Start of Block

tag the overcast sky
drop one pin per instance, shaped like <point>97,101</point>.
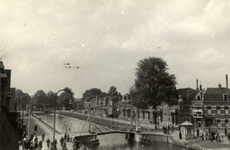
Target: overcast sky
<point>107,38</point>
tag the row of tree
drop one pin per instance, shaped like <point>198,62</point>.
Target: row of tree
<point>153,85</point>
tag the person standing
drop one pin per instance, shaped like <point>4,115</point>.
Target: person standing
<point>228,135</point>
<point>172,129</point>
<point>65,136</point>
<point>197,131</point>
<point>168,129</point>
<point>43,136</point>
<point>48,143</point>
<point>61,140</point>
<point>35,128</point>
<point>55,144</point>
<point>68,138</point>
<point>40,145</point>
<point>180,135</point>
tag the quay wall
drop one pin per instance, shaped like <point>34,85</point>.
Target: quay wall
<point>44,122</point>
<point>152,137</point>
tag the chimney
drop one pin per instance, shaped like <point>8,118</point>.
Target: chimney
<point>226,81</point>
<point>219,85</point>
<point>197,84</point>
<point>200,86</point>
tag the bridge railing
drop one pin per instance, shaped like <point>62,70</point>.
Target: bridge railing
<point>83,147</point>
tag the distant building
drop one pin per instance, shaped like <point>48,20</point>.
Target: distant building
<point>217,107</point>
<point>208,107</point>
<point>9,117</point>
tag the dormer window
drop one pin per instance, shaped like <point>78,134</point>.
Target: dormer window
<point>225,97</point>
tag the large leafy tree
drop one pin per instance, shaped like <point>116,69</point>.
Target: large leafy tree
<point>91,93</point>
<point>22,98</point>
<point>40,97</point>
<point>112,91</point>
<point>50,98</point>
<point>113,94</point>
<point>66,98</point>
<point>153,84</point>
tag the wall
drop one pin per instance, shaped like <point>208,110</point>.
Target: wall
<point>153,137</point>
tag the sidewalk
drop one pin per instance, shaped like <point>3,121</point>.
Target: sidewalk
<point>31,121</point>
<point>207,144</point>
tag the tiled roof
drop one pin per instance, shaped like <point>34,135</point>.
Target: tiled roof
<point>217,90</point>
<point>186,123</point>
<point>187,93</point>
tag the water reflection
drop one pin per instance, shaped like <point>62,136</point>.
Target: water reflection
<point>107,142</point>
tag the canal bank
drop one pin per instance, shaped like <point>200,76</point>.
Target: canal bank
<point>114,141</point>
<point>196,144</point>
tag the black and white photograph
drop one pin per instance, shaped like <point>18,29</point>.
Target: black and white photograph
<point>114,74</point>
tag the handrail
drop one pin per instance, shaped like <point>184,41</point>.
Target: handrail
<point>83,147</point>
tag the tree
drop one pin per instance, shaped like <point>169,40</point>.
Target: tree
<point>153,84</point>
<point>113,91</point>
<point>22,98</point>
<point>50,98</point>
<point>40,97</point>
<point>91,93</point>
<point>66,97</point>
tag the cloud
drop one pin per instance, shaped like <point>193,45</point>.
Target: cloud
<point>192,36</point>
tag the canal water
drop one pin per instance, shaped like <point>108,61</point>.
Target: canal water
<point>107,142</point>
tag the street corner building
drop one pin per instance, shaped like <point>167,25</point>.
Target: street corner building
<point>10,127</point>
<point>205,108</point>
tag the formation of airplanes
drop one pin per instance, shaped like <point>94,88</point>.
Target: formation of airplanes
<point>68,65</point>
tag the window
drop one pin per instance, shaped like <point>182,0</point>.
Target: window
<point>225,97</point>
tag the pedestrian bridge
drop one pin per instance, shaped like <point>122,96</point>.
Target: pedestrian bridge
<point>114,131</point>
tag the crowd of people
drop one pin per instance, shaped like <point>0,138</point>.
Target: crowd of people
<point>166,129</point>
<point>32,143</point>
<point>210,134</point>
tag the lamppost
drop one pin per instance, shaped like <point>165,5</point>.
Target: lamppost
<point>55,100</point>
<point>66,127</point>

End of Block

Set down, exactly as written above, each line from the one with "drop one pin per instance, shaped like <point>97,101</point>." through the one with "drop one pin per instance, shaped like <point>4,115</point>.", and skip the pictures.

__EXERCISE RESULT__.
drop one pin per instance, shaped like <point>97,101</point>.
Target: overcast sky
<point>107,38</point>
tag the row of tree
drop one pin per instance, shaped like <point>198,62</point>.
Target: row of tree
<point>153,85</point>
tag the person standing
drop one pin per instance, shaped like <point>4,115</point>.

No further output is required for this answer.